__TEXT SEGMENT__.
Efficiently copy from a source IO::Buffer into the buffer, at offset using memcpy. For copying String instances, see #set_string.

buffer = IO::Buffer.new(32)
# =>
# #<IO::Buffer 0x0000555f5ca22520+32 INTERNAL>
# 0x00000000  00 00 00 00 00 00 00 00 00 00 00 00 00 00 00 00 ................
# 0x00000010  00 00 00 00 00 00 00 00 00 00 00 00 00 00 00 00 ................  *

buffer.copy(IO::Buffer.for("test"), 8)
# => 4 -- size of buffer copied
buffer
# =>
# #<IO::Buffer 0x0000555f5cf8fe40+32 INTERNAL>
# 0x00000000  00 00 00 00 00 00 00 00 74 65 73 74 00 00 00 00 ........test....
# 0x00000010  00 00 00 00 00 00 00 00 00 00 00 00 00 00 00 00 ................ *

#copy can be used to put buffer into strings associated with buffer:

string= "buffer:    "
# => "buffer:    "
buffer = IO::Buffer.for(string)
buffer.copy(IO::Buffer.for("test"), 5)
# => 4
string
# => "buffer:test"

Attempt to copy into a read-only buffer will fail:

File.write('test.txt', 'test')
buffer = IO::Buffer.map(File.open('test.txt'), nil, 0, IO::Buffer::READONLY)
buffer.copy(IO::Buffer.for("test"), 8)
# in `copy': Buffer is not writable! (IO::Buffer::AccessError)

See ::map for details of creation of mutable file mappings, this will work:

buffer = IO::Buffer.map(File.open('test.txt', 'r+'))

__DATA EXCERPT__.

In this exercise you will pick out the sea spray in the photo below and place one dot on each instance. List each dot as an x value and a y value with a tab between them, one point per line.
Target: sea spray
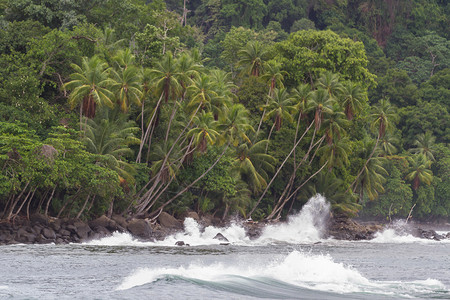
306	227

__PROBLEM REQUIREMENTS__.
Extend the IO::Buffer#copy documentation past its last line.

__WRITTEN REPLY__.
buffer.copy(IO::Buffer.for("boom"), 0)
# => 4
File.read('test.txt')
# => "boom"

Attempt to copy the buffer which will need place outside of buffer’s bounds will fail:

buffer = IO::Buffer.new(2)
buffer.copy(IO::Buffer.for('test'), 0)
# in `copy': Specified offset+length is bigger than the buffer size! (ArgumentError)

# File 'io_buffer.c', line 2477

static VALUE
io_buffer_copy(int argc, VALUE *argv, VALUE self)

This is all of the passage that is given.